La mano que mece la silla
En el 68, tras un aparatoso accidente, a Jordán le costó encontrar unas muletas para caminar de nuevo.
La silla de ruedas en la que acaba de sentarse Enrique Jordán Villafuerte, un señor de 65 años y bigote mínimo, es reclinable, de madera y mimbre. Tiene alrededor de un siglo y forma parte del decorado de su negocio, un local situado entre las calles Landaeta y Jaimes Freyre de La Paz que está repleto de aparatos de fisioterapia: bastones, trípodes, andadores comunes, pedales tipo bicicleta para hacer rehabilitación y orinales plásticos.
La silla tiene en los costados dos ruedas enormes —como de carruaje—, se la compró por menos de 200 dólares a un tapicero del barrio de Miraflores y, desde entonces, siempre ha procurado tenerla cerca. “Al parecer, perteneció antes a una señora que decidió deshacerse de ella como pago por el barnizado de unas ventanas y algunos muebles. Y posiblemente el primer dueño fue alguno de sus abuelos”, especula, y luego dice que fue hecha de manera artesanal, que los pernos fueron colocados a golpes —sin máquina—, que tiene una amplia y cómoda plataforma para apoyar los pies, como los asientos de barbero viejos, y que sus ejes (de bronce) funcionan casi como el primer día.

* * *

**Tarea a realizar**
Reproduzca literalmente el fragmento del texto sobre la silla de ruedas que va desde "La silla tiene" hasta "el primer día.", ambos incluidos.

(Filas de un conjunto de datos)
* * *

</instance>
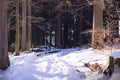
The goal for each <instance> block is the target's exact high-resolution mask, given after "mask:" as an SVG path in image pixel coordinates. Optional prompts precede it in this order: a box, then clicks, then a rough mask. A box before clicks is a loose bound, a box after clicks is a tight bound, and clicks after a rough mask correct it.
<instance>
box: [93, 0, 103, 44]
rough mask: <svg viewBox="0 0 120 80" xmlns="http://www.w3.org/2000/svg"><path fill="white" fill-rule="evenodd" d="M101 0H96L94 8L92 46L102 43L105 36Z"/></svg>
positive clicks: (95, 1) (102, 3) (101, 1)
mask: <svg viewBox="0 0 120 80" xmlns="http://www.w3.org/2000/svg"><path fill="white" fill-rule="evenodd" d="M102 4H103V3H102V1H101V0H94V3H93V5H94V7H93V34H92V45H93V44H94V42H99V41H101V40H100V39H102V38H101V35H102V34H103V6H102Z"/></svg>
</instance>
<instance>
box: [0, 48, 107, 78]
mask: <svg viewBox="0 0 120 80" xmlns="http://www.w3.org/2000/svg"><path fill="white" fill-rule="evenodd" d="M36 55H37V54H36V53H29V54H21V56H10V61H11V66H10V67H9V68H8V69H7V70H6V71H4V72H2V71H0V80H98V79H99V80H100V79H101V78H102V75H98V73H97V72H91V70H90V69H89V68H87V67H85V66H84V63H85V62H90V63H99V64H100V65H101V66H102V67H105V66H106V64H107V61H108V56H105V55H103V54H102V52H100V51H98V50H94V49H91V48H90V49H85V50H79V51H78V50H76V49H65V50H62V51H60V52H58V53H54V54H44V55H40V56H36Z"/></svg>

* * *

**Tarea resuelta**
La silla tiene en los costados dos ruedas enormes —como de carruaje—, se la compró por menos de 200 dólares a un tapicero del barrio de Miraflores y, desde entonces, siempre ha procurado tenerla cerca. “Al parecer, perteneció antes a una señora que decidió deshacerse de ella como pago por el barnizado de unas ventanas y algunos muebles. Y posiblemente el primer dueño fue alguno de sus abuelos”, especula, y luego dice que fue hecha de manera artesanal, que los pernos fueron colocados a golpes —sin máquina—, que tiene una amplia y cómoda plataforma para apoyar los pies, como los asientos de barbero viejos, y que sus ejes (de bronce) funcionan casi como el primer día.